▶ **Work to be completed**
Copy every one of the rows below word for word, leaving out the pictures.

▶ **Recorded data**
= = = = = = =

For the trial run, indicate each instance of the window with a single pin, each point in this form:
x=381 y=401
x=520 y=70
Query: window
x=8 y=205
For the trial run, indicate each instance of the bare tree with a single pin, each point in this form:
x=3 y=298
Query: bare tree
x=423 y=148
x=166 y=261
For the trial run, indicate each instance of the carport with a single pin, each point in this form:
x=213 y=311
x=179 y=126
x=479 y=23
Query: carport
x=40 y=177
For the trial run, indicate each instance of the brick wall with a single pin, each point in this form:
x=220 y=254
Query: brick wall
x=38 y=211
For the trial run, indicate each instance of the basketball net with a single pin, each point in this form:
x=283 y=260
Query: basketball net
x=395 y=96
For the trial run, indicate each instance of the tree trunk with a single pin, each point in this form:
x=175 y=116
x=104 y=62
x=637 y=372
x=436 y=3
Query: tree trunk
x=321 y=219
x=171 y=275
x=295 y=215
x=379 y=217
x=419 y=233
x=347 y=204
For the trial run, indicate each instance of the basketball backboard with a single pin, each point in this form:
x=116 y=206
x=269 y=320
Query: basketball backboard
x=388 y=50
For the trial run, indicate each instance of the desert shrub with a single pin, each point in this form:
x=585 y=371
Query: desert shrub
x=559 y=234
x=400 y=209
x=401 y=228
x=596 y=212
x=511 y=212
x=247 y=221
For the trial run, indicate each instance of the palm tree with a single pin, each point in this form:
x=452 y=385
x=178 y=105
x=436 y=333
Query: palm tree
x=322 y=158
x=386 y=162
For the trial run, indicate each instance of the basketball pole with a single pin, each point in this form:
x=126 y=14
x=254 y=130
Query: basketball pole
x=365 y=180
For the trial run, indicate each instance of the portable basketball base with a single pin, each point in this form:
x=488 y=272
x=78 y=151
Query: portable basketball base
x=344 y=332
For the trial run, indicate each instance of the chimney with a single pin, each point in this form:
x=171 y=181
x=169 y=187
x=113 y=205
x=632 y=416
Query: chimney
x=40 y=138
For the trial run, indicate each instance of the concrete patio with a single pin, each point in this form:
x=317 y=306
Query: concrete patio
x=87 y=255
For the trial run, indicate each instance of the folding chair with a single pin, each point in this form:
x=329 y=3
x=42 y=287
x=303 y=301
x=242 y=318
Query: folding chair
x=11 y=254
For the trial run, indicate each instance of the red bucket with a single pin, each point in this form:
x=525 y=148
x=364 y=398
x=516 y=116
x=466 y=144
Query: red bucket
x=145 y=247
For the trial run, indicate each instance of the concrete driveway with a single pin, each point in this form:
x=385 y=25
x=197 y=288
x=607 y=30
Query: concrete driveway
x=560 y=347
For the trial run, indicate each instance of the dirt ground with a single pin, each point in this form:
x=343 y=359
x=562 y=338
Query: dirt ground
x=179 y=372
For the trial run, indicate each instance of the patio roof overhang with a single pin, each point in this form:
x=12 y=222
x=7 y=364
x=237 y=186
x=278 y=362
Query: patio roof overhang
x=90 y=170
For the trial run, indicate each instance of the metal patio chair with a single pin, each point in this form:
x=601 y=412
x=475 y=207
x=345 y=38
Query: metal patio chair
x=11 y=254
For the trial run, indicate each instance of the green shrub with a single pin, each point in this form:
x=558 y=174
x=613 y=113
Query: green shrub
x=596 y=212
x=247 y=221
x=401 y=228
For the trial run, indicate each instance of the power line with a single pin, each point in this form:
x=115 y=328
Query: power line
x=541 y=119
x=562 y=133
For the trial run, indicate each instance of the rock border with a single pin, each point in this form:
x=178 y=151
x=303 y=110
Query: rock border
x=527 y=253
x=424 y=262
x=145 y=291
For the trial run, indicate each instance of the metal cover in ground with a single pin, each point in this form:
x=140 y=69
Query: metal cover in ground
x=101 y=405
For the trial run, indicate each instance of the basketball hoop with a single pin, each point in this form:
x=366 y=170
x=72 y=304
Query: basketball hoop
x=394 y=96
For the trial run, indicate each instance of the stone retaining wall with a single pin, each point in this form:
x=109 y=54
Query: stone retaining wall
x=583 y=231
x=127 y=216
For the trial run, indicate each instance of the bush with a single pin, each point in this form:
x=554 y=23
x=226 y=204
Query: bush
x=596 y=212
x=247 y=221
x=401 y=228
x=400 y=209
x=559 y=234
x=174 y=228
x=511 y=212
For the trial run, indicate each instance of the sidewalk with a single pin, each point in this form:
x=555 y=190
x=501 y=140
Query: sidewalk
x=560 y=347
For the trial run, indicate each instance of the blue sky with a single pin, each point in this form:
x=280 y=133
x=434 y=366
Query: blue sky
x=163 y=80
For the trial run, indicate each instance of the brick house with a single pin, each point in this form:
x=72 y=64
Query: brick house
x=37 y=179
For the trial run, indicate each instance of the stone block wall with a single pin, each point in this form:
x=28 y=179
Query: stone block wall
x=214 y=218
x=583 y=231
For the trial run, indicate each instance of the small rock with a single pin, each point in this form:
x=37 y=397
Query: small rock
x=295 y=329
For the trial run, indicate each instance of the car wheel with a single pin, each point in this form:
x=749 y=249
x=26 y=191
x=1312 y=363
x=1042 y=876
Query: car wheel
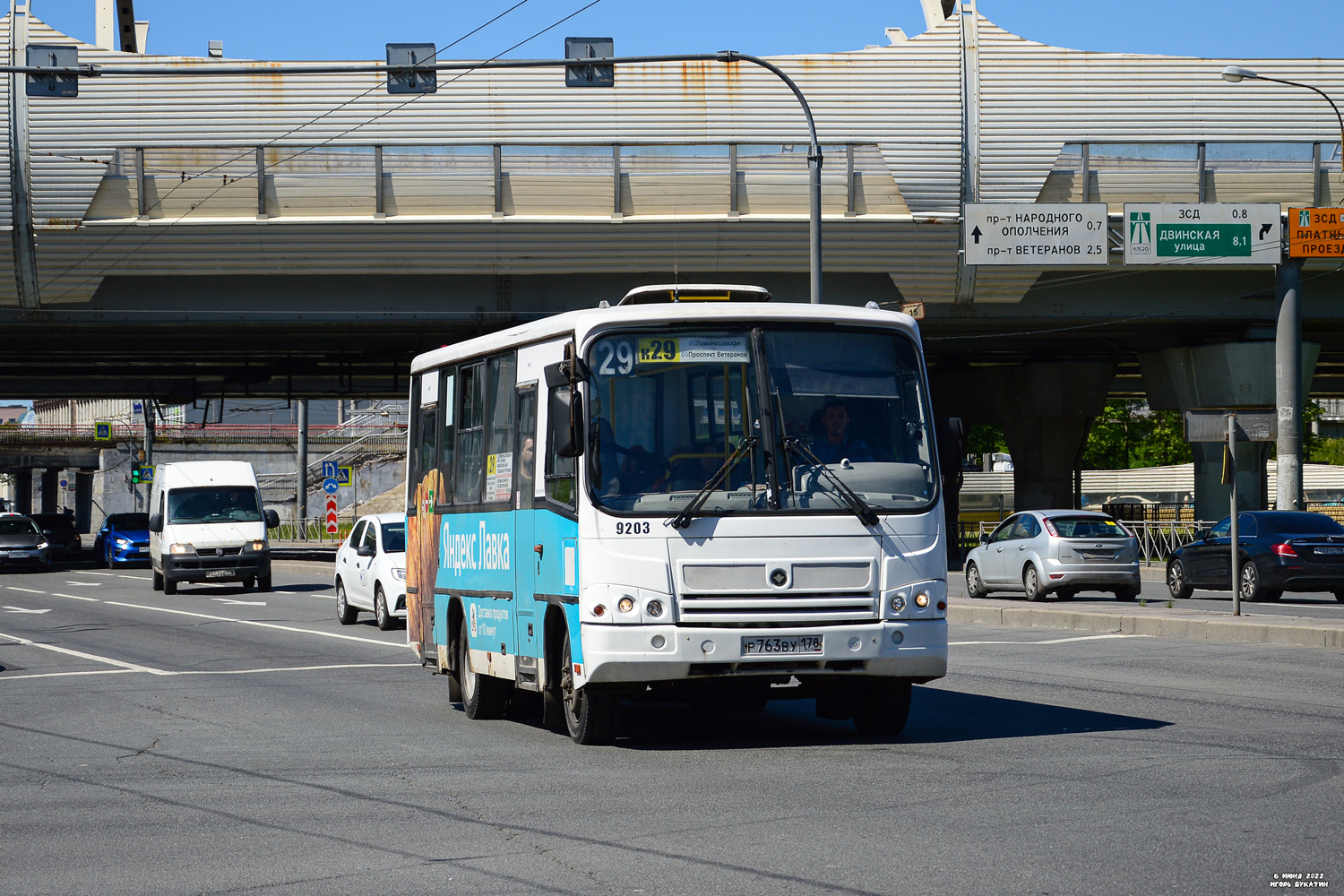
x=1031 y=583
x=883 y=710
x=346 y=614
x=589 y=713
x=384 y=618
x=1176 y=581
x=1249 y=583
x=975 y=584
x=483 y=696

= = = = = = =

▶ **Result for this exercise**
For the trial run, indicate each instance of the window with a single pin, each point in this form:
x=381 y=401
x=520 y=70
Query: window
x=8 y=205
For the trial run, indicate each instance of the bare tree with a single pin, each point in this form:
x=3 y=298
Query: bare tree
x=423 y=148
x=166 y=261
For the trial run, indicate each instance of the carport with a single pin, each point in this form:
x=213 y=311
x=179 y=126
x=479 y=23
Query: carport
x=40 y=177
For the trial run, indicate each instance of the brick wall with a single pin, each point in this form:
x=220 y=254
Query: brick wall
x=38 y=211
For the trial run, indicate each instance of the basketball net with a single pin, each point in this form:
x=283 y=260
Query: basketball net
x=395 y=96
For the trial run, indicate each instance of the tree trunk with a single pin, each point in this form:
x=175 y=116
x=104 y=62
x=637 y=372
x=436 y=3
Query: tree trunk
x=321 y=219
x=171 y=275
x=295 y=215
x=379 y=217
x=419 y=233
x=347 y=204
For the trial run, indicate each instance of the basketball backboard with a single pin, each point in this form:
x=116 y=206
x=269 y=320
Query: basketball backboard
x=388 y=50
For the trial run, indicate each instance of the desert shrub with a single pin, each point in this form:
x=585 y=371
Query: desert shrub
x=559 y=234
x=400 y=209
x=401 y=228
x=596 y=212
x=511 y=212
x=247 y=221
For the trial run, indicate each instance of the palm tree with a single pin, each point in this form:
x=452 y=385
x=178 y=105
x=436 y=333
Query: palm tree
x=322 y=158
x=386 y=162
For the trial run, indicate each instance of the basketball pole with a single pin, each point in this form:
x=126 y=14
x=254 y=130
Query: basketball pole
x=365 y=180
For the trial run, indicate each instance of the portable basketball base with a single pin, each point in this form:
x=488 y=272
x=78 y=151
Query: portable basketball base
x=344 y=332
For the trial run, indicate each instance of the chimney with a single pin, each point in this form:
x=171 y=181
x=169 y=187
x=113 y=205
x=632 y=416
Query: chimney
x=40 y=138
For the trial run, indicate each instance of the concrete patio with a single pin, each point in this form:
x=317 y=306
Query: concrete patio
x=87 y=255
For the trial run, indicate each instance of the folding chair with a single pin, each point in this form:
x=329 y=3
x=42 y=287
x=303 y=301
x=242 y=318
Query: folding chair
x=11 y=254
For the trial run, indicate each instance of the red bucket with a single pin, each point in this form:
x=525 y=148
x=364 y=398
x=516 y=116
x=466 y=144
Query: red bucket
x=145 y=247
For the trial run, indicate each instance of the concrete driveway with a single pin, each point in this form:
x=385 y=25
x=197 y=288
x=607 y=30
Query: concrete driveway
x=560 y=347
For the trial run, indicate each instance of the dirt ground with a single pin, each point in this form:
x=343 y=359
x=562 y=338
Query: dirt ground
x=179 y=372
For the trial run, indicate each instance of the patio roof overhang with a single pin, each point in this form:
x=12 y=222
x=7 y=364
x=237 y=186
x=278 y=362
Query: patio roof overhang
x=90 y=170
For the trial run, indicate each instance of the metal patio chair with a single pin, each point in this form:
x=601 y=412
x=475 y=207
x=345 y=38
Query: metal patio chair
x=11 y=254
For the trial run, indicate each instance of the green shrub with a single pin, each point in this form:
x=558 y=174
x=613 y=113
Query: green shrub
x=596 y=212
x=247 y=221
x=401 y=228
For the trial run, indicate each instance of the power line with a single pin, each point in this form:
x=115 y=328
Query: power line
x=541 y=119
x=562 y=133
For the trial run, indicate each instance of the rock border with a single pin, each point in this form:
x=178 y=151
x=303 y=110
Query: rock border
x=527 y=253
x=424 y=262
x=145 y=291
For the trial run, indicate each instance of the metal cover in ground with a single pin, each point in this form:
x=140 y=69
Query: metal cover in ground
x=101 y=405
For the trial run, indicate each instance of the basketball hoop with a single pin, each point in this form:
x=366 y=170
x=72 y=304
Query: basketball hoop
x=394 y=96
For the trial run, indicate each instance of the stone retaining wall with a single pin, each point in this form:
x=109 y=54
Query: stone retaining wall
x=583 y=231
x=127 y=216
For the trial run, indicate each instance of the bush with a single pin, each point in this form:
x=554 y=23
x=226 y=204
Query: bush
x=596 y=212
x=247 y=221
x=401 y=228
x=400 y=209
x=559 y=234
x=174 y=228
x=511 y=212
For the trial run, indicate each instance of the sidewalk with a single pin, each point in this form:
x=555 y=190
x=501 y=140
Query: sidewalk
x=560 y=347
For the trial run, indicate each instance of the blue sky with a single pin, each point in this form:
x=280 y=133
x=434 y=366
Query: blue sky
x=163 y=80
For the trial run, indicate each instance of the brick house with a single pin, each point in this form:
x=72 y=64
Query: brick house
x=37 y=179
For the trial run, indicate each instance of the stone block wall with a single pin, each point in this form:
x=28 y=179
Query: stone block wall
x=214 y=218
x=583 y=231
For the trial run, indicate each instance of the small rock with a single pin, each point in this form:
x=37 y=397
Query: small rock
x=295 y=329
For the trial run, indicate each instance of the car wheel with a single pin, each point in this form:
x=749 y=249
x=26 y=191
x=1312 y=363
x=1042 y=876
Query: car wheel
x=1031 y=583
x=883 y=710
x=346 y=614
x=589 y=713
x=384 y=618
x=1176 y=581
x=1249 y=583
x=975 y=584
x=483 y=696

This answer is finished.